* _Material supplied_:

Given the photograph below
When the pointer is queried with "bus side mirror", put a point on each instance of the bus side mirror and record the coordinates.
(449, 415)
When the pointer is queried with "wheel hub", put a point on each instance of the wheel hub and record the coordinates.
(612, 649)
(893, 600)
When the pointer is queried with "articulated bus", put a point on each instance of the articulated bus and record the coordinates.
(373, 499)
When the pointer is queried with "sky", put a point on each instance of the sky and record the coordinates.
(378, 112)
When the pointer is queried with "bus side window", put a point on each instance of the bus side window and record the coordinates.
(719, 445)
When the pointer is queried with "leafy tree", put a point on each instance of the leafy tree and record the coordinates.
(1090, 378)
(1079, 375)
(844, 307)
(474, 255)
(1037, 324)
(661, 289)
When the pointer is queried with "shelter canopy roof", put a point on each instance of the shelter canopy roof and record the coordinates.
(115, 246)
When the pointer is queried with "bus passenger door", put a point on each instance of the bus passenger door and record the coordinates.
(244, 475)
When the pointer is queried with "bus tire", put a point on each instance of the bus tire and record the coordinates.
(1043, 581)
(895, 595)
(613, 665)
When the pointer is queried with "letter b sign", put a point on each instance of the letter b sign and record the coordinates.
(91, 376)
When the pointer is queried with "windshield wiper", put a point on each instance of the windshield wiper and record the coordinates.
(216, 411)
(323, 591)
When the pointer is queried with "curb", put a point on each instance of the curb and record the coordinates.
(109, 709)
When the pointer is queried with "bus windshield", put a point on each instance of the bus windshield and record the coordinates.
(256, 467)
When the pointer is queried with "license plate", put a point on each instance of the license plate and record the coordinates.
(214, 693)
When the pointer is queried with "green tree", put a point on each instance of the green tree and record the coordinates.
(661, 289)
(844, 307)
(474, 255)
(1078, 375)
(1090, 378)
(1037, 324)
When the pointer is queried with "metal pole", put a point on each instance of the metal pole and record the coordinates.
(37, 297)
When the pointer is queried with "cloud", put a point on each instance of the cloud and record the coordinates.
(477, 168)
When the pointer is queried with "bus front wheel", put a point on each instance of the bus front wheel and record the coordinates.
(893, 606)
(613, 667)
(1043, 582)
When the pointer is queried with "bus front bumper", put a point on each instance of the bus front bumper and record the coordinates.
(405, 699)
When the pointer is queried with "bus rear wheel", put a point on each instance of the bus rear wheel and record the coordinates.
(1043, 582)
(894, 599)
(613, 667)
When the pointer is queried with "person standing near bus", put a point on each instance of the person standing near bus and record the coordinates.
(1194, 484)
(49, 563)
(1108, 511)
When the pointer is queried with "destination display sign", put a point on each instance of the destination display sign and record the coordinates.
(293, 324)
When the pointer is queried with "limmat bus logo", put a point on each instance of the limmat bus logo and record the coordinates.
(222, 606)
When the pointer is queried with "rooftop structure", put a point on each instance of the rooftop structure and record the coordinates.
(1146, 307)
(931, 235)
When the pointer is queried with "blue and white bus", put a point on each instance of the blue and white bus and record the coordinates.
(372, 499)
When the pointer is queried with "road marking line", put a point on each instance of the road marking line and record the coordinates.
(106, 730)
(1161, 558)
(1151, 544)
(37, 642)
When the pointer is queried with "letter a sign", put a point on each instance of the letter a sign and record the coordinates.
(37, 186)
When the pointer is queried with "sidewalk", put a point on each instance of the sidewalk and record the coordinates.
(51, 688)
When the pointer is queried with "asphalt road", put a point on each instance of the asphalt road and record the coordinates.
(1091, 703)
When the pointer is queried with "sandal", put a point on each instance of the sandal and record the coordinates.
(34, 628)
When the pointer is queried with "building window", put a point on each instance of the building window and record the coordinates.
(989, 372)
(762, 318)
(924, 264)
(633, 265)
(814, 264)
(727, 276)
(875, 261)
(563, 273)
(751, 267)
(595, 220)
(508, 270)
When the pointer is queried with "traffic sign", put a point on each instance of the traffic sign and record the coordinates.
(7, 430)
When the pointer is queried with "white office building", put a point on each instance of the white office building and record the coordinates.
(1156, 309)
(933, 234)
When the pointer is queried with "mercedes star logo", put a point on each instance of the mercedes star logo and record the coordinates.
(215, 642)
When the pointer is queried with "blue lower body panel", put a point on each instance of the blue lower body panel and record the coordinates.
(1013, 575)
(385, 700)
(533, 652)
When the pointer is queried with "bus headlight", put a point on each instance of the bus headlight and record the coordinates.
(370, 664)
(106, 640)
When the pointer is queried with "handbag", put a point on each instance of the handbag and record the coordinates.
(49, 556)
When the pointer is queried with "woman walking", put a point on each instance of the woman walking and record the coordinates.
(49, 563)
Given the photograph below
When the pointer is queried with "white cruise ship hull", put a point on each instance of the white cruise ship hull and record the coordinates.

* _Exercise_: Quote each line of the listing above exactly.

* _Completed exercise_:
Given the photograph below
When the pointer is queried with "bus side mirror", put a point on each instance of the bus side mirror and record the coordinates.
(449, 415)
When the pointer is queried with "wheel hub", put a point on each instance of the wheel hub and record the coordinates.
(612, 649)
(893, 600)
When the pointer is queried with "articulated bus", put a point on each instance of the articulated bus and record the coordinates.
(373, 499)
When the pointer is queried with "sky", put a point on each instance of the sky and record the coordinates.
(378, 112)
When the pointer is queried with "bus side window", put a point on each instance of the bus side window and record the coordinates.
(719, 445)
When the pointer is queried with "leafy tree", put a point on each instance of the leafy tree and record the coordinates.
(1090, 378)
(1079, 375)
(844, 307)
(474, 255)
(1037, 324)
(661, 289)
When the pointer is queried with "shelter canopy roof", put a point on each instance of the shelter canopy roof and record the coordinates.
(115, 246)
When the pointer is queried with "bus passenger door", put a point on each instance of the bus passenger door and record the coordinates.
(244, 475)
When the pointer is queried with "bus tire", put a point on each instance of the bus tire and record the coordinates.
(1043, 581)
(895, 595)
(613, 665)
When the pointer is queried with "letter b sign", put a point on each instance of the letter b sign and record the coordinates.
(91, 376)
When the pointer is queried with "windshield wiper", put a point on each instance of the windshield wiper and record the coordinates.
(216, 411)
(323, 591)
When the pointer is queried with "curb", put a point on each instance of the curb and record the coordinates.
(109, 709)
When the pointer is queried with "bus windshield", put a point on each instance of the bus windshield and record the coordinates.
(256, 467)
When the pointer is queried with "license plate", put a point on each instance of the license plate and record the coordinates.
(214, 693)
When the pointer is queried with "green tree", put a point on each instance of the green tree and record the coordinates.
(661, 289)
(844, 307)
(474, 255)
(1078, 375)
(1090, 378)
(1037, 324)
When the pointer is queried with "metal pole", put a point on each instance of the metal pole and record the coordinates.
(37, 297)
When the pointer is queried with "cloud", put a point on each instance of the cloud and record the coordinates.
(477, 168)
When the pointer is queried with "bus front wheel", put a point on each instance of the bus front wheel and record the coordinates.
(893, 606)
(613, 667)
(1043, 582)
When the pointer is queried with "bus front bumper", put a point on each instance of the bus front bumper and record the coordinates.
(405, 699)
When the pointer is queried with "bus rear wheel", put a point on each instance of the bus rear wheel and record the coordinates.
(1043, 582)
(894, 599)
(613, 667)
When the pointer is queried with "person standing near bus", put a point on each instance of the person standing near bus and record the coordinates.
(1194, 484)
(49, 563)
(1108, 511)
When the pointer is queried with "destination display sign", put a point on each instance of the destination display sign and record the coordinates.
(293, 324)
When the pointer is queried with "limmat bus logo", put a point on each instance of the limmat bus logo and record the coordinates.
(222, 606)
When the pointer is queried with "rooftop structure", put a point on each instance of the rooftop structure and record the coordinates.
(1146, 307)
(931, 235)
When the pointer is queried with "blue and white bus", put a point on each instance of the blue and white bus and record the coordinates.
(372, 499)
When the pointer is queried with "road marking line", put a point on each instance of the road marking line and record the coordinates.
(106, 730)
(1161, 558)
(1151, 544)
(37, 642)
When the pointer is queried with "letter a sign", put a point on each instance of the letter a sign and record the coordinates.
(37, 186)
When the pointer is queried with "sidewalk", put a point on each instance of the sidewalk and record the coordinates.
(51, 688)
When the pointer is queried with "asphalt road", put a point on each instance of the asphalt road and record the coordinates.
(1091, 703)
When the pointer is queried with "sandal", put a point on each instance of the sandal and record the coordinates.
(34, 628)
When the pointer is queried with "building window", put a point on each instance of the building window and record the coordinates.
(989, 372)
(762, 318)
(924, 264)
(633, 265)
(814, 264)
(727, 276)
(875, 261)
(563, 273)
(751, 267)
(595, 220)
(508, 270)
When the pointer is queried with "traffic sign", put a point on each instance of the traffic sign and record the coordinates.
(7, 430)
When the pointer is queried with "white office building", put a point on each instance of the white office building and record the coordinates.
(1156, 309)
(933, 234)
When the pointer is queried with "mercedes star logo", put a point on each instance of the mercedes star logo and record the coordinates.
(215, 642)
When the pointer is queried with "blue lower body panel", put a point on each instance of the blue lower body panel and record the coordinates.
(1013, 575)
(385, 700)
(533, 652)
When the pointer is queried with "bus headlight", put a point on each instance of the bus headlight and record the coordinates.
(370, 664)
(106, 640)
When the pointer is queried with "handbag", put a point on each instance of the handbag and record the coordinates.
(49, 556)
When the pointer is queried with "woman walking", put a point on each instance of the woman walking and record the coordinates.
(49, 563)
Given the photograph below
When the pointer is queried with "white cruise ship hull", put a point on each instance of the white cruise ship hull and record the coordinates.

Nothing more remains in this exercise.